- About this exercise:
Starting with the line that holds "The task requires interacting with the bar", copy out each remaining line of the listing below, up to and including the last one, and include nothing else.

- Data extract:

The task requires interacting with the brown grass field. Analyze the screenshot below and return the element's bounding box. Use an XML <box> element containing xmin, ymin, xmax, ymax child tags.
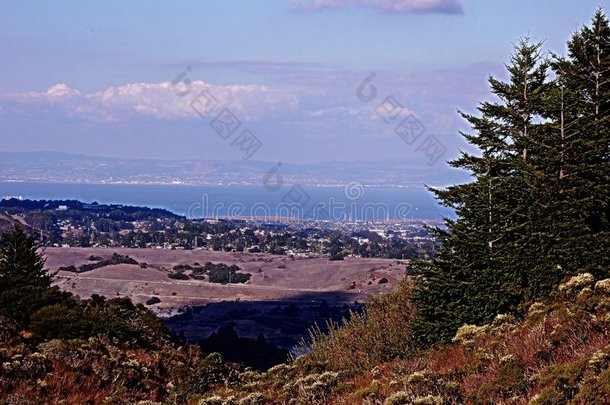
<box><xmin>45</xmin><ymin>247</ymin><xmax>404</xmax><ymax>316</ymax></box>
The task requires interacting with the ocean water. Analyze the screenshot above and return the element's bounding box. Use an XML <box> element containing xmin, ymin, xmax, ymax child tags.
<box><xmin>0</xmin><ymin>182</ymin><xmax>453</xmax><ymax>221</ymax></box>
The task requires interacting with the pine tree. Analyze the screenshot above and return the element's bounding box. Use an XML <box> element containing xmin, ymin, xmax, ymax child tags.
<box><xmin>0</xmin><ymin>226</ymin><xmax>51</xmax><ymax>292</ymax></box>
<box><xmin>412</xmin><ymin>11</ymin><xmax>610</xmax><ymax>346</ymax></box>
<box><xmin>411</xmin><ymin>40</ymin><xmax>550</xmax><ymax>345</ymax></box>
<box><xmin>547</xmin><ymin>9</ymin><xmax>610</xmax><ymax>278</ymax></box>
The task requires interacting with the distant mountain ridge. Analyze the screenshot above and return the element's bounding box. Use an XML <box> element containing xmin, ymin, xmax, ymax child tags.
<box><xmin>0</xmin><ymin>151</ymin><xmax>468</xmax><ymax>188</ymax></box>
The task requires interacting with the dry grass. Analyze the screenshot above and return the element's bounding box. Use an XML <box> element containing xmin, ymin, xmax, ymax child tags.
<box><xmin>200</xmin><ymin>273</ymin><xmax>610</xmax><ymax>404</ymax></box>
<box><xmin>296</xmin><ymin>278</ymin><xmax>416</xmax><ymax>372</ymax></box>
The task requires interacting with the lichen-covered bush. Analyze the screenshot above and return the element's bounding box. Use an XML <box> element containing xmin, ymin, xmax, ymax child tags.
<box><xmin>383</xmin><ymin>391</ymin><xmax>410</xmax><ymax>405</ymax></box>
<box><xmin>558</xmin><ymin>273</ymin><xmax>594</xmax><ymax>295</ymax></box>
<box><xmin>452</xmin><ymin>324</ymin><xmax>489</xmax><ymax>344</ymax></box>
<box><xmin>595</xmin><ymin>279</ymin><xmax>610</xmax><ymax>295</ymax></box>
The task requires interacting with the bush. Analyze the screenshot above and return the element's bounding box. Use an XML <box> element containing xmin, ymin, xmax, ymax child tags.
<box><xmin>452</xmin><ymin>324</ymin><xmax>489</xmax><ymax>344</ymax></box>
<box><xmin>168</xmin><ymin>272</ymin><xmax>190</xmax><ymax>280</ymax></box>
<box><xmin>29</xmin><ymin>303</ymin><xmax>90</xmax><ymax>340</ymax></box>
<box><xmin>296</xmin><ymin>279</ymin><xmax>415</xmax><ymax>371</ymax></box>
<box><xmin>384</xmin><ymin>391</ymin><xmax>410</xmax><ymax>405</ymax></box>
<box><xmin>146</xmin><ymin>296</ymin><xmax>161</xmax><ymax>305</ymax></box>
<box><xmin>75</xmin><ymin>253</ymin><xmax>138</xmax><ymax>273</ymax></box>
<box><xmin>558</xmin><ymin>273</ymin><xmax>594</xmax><ymax>295</ymax></box>
<box><xmin>206</xmin><ymin>264</ymin><xmax>251</xmax><ymax>284</ymax></box>
<box><xmin>0</xmin><ymin>285</ymin><xmax>74</xmax><ymax>328</ymax></box>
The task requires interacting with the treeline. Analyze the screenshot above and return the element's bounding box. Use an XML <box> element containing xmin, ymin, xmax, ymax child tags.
<box><xmin>411</xmin><ymin>10</ymin><xmax>610</xmax><ymax>345</ymax></box>
<box><xmin>0</xmin><ymin>227</ymin><xmax>170</xmax><ymax>344</ymax></box>
<box><xmin>0</xmin><ymin>198</ymin><xmax>181</xmax><ymax>219</ymax></box>
<box><xmin>59</xmin><ymin>252</ymin><xmax>139</xmax><ymax>273</ymax></box>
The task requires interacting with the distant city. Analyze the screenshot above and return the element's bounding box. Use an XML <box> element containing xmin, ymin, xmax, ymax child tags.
<box><xmin>0</xmin><ymin>151</ymin><xmax>468</xmax><ymax>188</ymax></box>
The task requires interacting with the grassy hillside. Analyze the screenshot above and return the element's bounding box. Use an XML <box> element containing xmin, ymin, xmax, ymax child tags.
<box><xmin>2</xmin><ymin>272</ymin><xmax>610</xmax><ymax>404</ymax></box>
<box><xmin>194</xmin><ymin>274</ymin><xmax>610</xmax><ymax>404</ymax></box>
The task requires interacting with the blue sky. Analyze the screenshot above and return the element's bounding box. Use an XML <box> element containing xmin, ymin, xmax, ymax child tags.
<box><xmin>0</xmin><ymin>0</ymin><xmax>606</xmax><ymax>163</ymax></box>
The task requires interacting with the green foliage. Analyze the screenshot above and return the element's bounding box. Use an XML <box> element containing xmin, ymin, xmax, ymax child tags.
<box><xmin>412</xmin><ymin>11</ymin><xmax>610</xmax><ymax>346</ymax></box>
<box><xmin>29</xmin><ymin>303</ymin><xmax>89</xmax><ymax>340</ymax></box>
<box><xmin>0</xmin><ymin>227</ymin><xmax>51</xmax><ymax>291</ymax></box>
<box><xmin>206</xmin><ymin>263</ymin><xmax>251</xmax><ymax>284</ymax></box>
<box><xmin>530</xmin><ymin>361</ymin><xmax>588</xmax><ymax>403</ymax></box>
<box><xmin>0</xmin><ymin>285</ymin><xmax>73</xmax><ymax>328</ymax></box>
<box><xmin>168</xmin><ymin>271</ymin><xmax>190</xmax><ymax>280</ymax></box>
<box><xmin>146</xmin><ymin>296</ymin><xmax>161</xmax><ymax>305</ymax></box>
<box><xmin>75</xmin><ymin>252</ymin><xmax>138</xmax><ymax>272</ymax></box>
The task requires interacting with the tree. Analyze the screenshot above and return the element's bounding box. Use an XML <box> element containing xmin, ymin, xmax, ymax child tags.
<box><xmin>546</xmin><ymin>9</ymin><xmax>610</xmax><ymax>278</ymax></box>
<box><xmin>412</xmin><ymin>11</ymin><xmax>610</xmax><ymax>347</ymax></box>
<box><xmin>0</xmin><ymin>226</ymin><xmax>52</xmax><ymax>292</ymax></box>
<box><xmin>411</xmin><ymin>40</ymin><xmax>551</xmax><ymax>345</ymax></box>
<box><xmin>0</xmin><ymin>227</ymin><xmax>69</xmax><ymax>328</ymax></box>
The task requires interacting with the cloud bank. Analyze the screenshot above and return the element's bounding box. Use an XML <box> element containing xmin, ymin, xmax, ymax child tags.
<box><xmin>292</xmin><ymin>0</ymin><xmax>464</xmax><ymax>14</ymax></box>
<box><xmin>3</xmin><ymin>81</ymin><xmax>300</xmax><ymax>122</ymax></box>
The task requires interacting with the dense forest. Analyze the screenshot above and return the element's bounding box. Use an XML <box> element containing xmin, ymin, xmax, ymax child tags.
<box><xmin>0</xmin><ymin>10</ymin><xmax>609</xmax><ymax>404</ymax></box>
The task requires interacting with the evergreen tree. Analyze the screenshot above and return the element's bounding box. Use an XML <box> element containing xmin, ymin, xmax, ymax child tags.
<box><xmin>547</xmin><ymin>10</ymin><xmax>610</xmax><ymax>278</ymax></box>
<box><xmin>411</xmin><ymin>40</ymin><xmax>550</xmax><ymax>345</ymax></box>
<box><xmin>0</xmin><ymin>226</ymin><xmax>52</xmax><ymax>292</ymax></box>
<box><xmin>412</xmin><ymin>11</ymin><xmax>610</xmax><ymax>346</ymax></box>
<box><xmin>0</xmin><ymin>227</ymin><xmax>68</xmax><ymax>327</ymax></box>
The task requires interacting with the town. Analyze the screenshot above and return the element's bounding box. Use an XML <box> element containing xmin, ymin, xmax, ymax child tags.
<box><xmin>0</xmin><ymin>197</ymin><xmax>440</xmax><ymax>260</ymax></box>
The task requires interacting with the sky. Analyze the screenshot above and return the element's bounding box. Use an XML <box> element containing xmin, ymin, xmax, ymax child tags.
<box><xmin>0</xmin><ymin>0</ymin><xmax>606</xmax><ymax>164</ymax></box>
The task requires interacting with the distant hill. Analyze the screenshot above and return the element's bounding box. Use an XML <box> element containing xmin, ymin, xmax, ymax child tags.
<box><xmin>0</xmin><ymin>151</ymin><xmax>469</xmax><ymax>188</ymax></box>
<box><xmin>0</xmin><ymin>212</ymin><xmax>31</xmax><ymax>234</ymax></box>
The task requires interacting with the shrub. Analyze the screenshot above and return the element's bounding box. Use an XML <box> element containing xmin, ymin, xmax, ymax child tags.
<box><xmin>558</xmin><ymin>273</ymin><xmax>594</xmax><ymax>295</ymax></box>
<box><xmin>595</xmin><ymin>279</ymin><xmax>610</xmax><ymax>294</ymax></box>
<box><xmin>530</xmin><ymin>361</ymin><xmax>588</xmax><ymax>404</ymax></box>
<box><xmin>384</xmin><ymin>391</ymin><xmax>410</xmax><ymax>405</ymax></box>
<box><xmin>198</xmin><ymin>396</ymin><xmax>224</xmax><ymax>405</ymax></box>
<box><xmin>168</xmin><ymin>272</ymin><xmax>190</xmax><ymax>280</ymax></box>
<box><xmin>29</xmin><ymin>303</ymin><xmax>90</xmax><ymax>340</ymax></box>
<box><xmin>451</xmin><ymin>324</ymin><xmax>488</xmax><ymax>344</ymax></box>
<box><xmin>0</xmin><ymin>285</ymin><xmax>74</xmax><ymax>329</ymax></box>
<box><xmin>146</xmin><ymin>296</ymin><xmax>161</xmax><ymax>305</ymax></box>
<box><xmin>238</xmin><ymin>392</ymin><xmax>267</xmax><ymax>405</ymax></box>
<box><xmin>76</xmin><ymin>253</ymin><xmax>138</xmax><ymax>273</ymax></box>
<box><xmin>412</xmin><ymin>395</ymin><xmax>443</xmax><ymax>405</ymax></box>
<box><xmin>296</xmin><ymin>279</ymin><xmax>415</xmax><ymax>371</ymax></box>
<box><xmin>206</xmin><ymin>264</ymin><xmax>251</xmax><ymax>284</ymax></box>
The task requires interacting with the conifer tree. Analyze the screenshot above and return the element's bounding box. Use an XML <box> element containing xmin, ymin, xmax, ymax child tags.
<box><xmin>547</xmin><ymin>10</ymin><xmax>610</xmax><ymax>277</ymax></box>
<box><xmin>411</xmin><ymin>40</ymin><xmax>550</xmax><ymax>345</ymax></box>
<box><xmin>0</xmin><ymin>226</ymin><xmax>51</xmax><ymax>292</ymax></box>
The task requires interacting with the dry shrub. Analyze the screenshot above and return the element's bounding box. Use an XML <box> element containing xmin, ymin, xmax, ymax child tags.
<box><xmin>297</xmin><ymin>279</ymin><xmax>416</xmax><ymax>372</ymax></box>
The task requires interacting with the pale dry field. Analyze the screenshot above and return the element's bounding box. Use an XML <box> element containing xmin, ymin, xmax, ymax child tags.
<box><xmin>45</xmin><ymin>247</ymin><xmax>404</xmax><ymax>314</ymax></box>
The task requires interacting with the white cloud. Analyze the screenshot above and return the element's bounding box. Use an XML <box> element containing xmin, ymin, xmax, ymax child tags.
<box><xmin>292</xmin><ymin>0</ymin><xmax>463</xmax><ymax>14</ymax></box>
<box><xmin>3</xmin><ymin>81</ymin><xmax>300</xmax><ymax>122</ymax></box>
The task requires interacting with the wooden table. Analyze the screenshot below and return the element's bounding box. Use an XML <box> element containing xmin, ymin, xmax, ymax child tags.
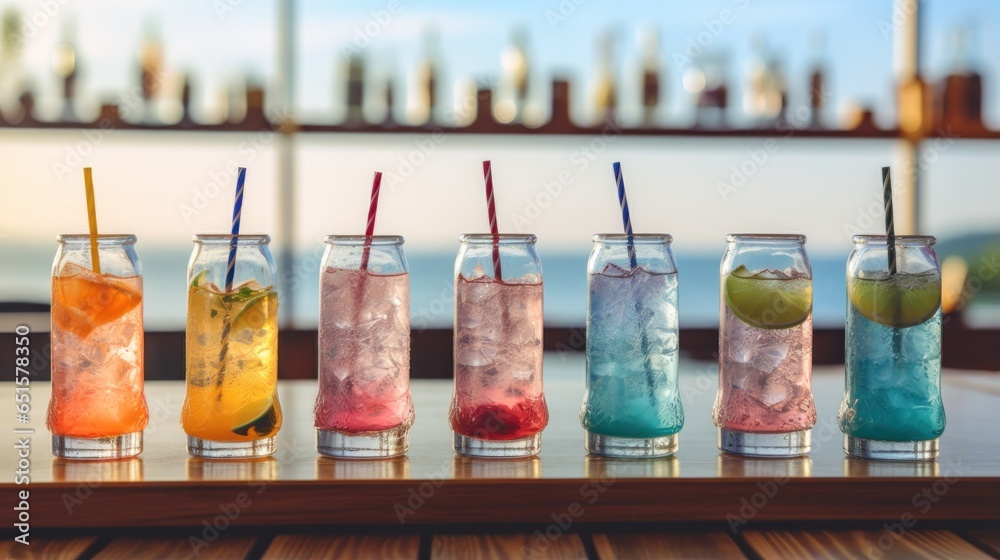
<box><xmin>3</xmin><ymin>357</ymin><xmax>999</xmax><ymax>559</ymax></box>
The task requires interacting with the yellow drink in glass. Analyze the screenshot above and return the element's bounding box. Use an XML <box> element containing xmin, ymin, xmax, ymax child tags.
<box><xmin>182</xmin><ymin>234</ymin><xmax>282</xmax><ymax>458</ymax></box>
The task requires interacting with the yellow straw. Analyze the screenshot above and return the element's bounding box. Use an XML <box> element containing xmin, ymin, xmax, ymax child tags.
<box><xmin>83</xmin><ymin>167</ymin><xmax>101</xmax><ymax>274</ymax></box>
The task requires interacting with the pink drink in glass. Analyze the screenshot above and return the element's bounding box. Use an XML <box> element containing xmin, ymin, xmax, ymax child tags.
<box><xmin>716</xmin><ymin>307</ymin><xmax>815</xmax><ymax>432</ymax></box>
<box><xmin>712</xmin><ymin>234</ymin><xmax>816</xmax><ymax>457</ymax></box>
<box><xmin>315</xmin><ymin>266</ymin><xmax>413</xmax><ymax>455</ymax></box>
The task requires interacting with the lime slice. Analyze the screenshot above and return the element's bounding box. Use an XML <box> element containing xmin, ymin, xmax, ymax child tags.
<box><xmin>724</xmin><ymin>265</ymin><xmax>812</xmax><ymax>329</ymax></box>
<box><xmin>849</xmin><ymin>273</ymin><xmax>940</xmax><ymax>328</ymax></box>
<box><xmin>231</xmin><ymin>399</ymin><xmax>279</xmax><ymax>436</ymax></box>
<box><xmin>232</xmin><ymin>290</ymin><xmax>277</xmax><ymax>331</ymax></box>
<box><xmin>190</xmin><ymin>269</ymin><xmax>209</xmax><ymax>288</ymax></box>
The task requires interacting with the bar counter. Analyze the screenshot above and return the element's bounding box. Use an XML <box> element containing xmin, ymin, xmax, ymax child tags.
<box><xmin>2</xmin><ymin>357</ymin><xmax>998</xmax><ymax>559</ymax></box>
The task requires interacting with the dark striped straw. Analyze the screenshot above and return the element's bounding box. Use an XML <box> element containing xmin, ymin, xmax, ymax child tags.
<box><xmin>217</xmin><ymin>167</ymin><xmax>246</xmax><ymax>389</ymax></box>
<box><xmin>360</xmin><ymin>171</ymin><xmax>383</xmax><ymax>271</ymax></box>
<box><xmin>482</xmin><ymin>160</ymin><xmax>502</xmax><ymax>281</ymax></box>
<box><xmin>613</xmin><ymin>162</ymin><xmax>638</xmax><ymax>270</ymax></box>
<box><xmin>881</xmin><ymin>166</ymin><xmax>896</xmax><ymax>276</ymax></box>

- Answer section:
The task requires interacting with the bar counter. Analyze the screenshot above and return the element's bounding box. Use an XML <box> element containing xmin, ymin, xmax, ymax child tags.
<box><xmin>2</xmin><ymin>357</ymin><xmax>998</xmax><ymax>559</ymax></box>
The task requires interacting with the dark striped straw. Analyze the screenshot above and return the element's bounding box. Use an XML <box> element containing xmin, ymin, xmax, ymax child tags.
<box><xmin>217</xmin><ymin>167</ymin><xmax>246</xmax><ymax>389</ymax></box>
<box><xmin>360</xmin><ymin>171</ymin><xmax>383</xmax><ymax>271</ymax></box>
<box><xmin>482</xmin><ymin>160</ymin><xmax>502</xmax><ymax>281</ymax></box>
<box><xmin>613</xmin><ymin>162</ymin><xmax>638</xmax><ymax>270</ymax></box>
<box><xmin>881</xmin><ymin>166</ymin><xmax>896</xmax><ymax>276</ymax></box>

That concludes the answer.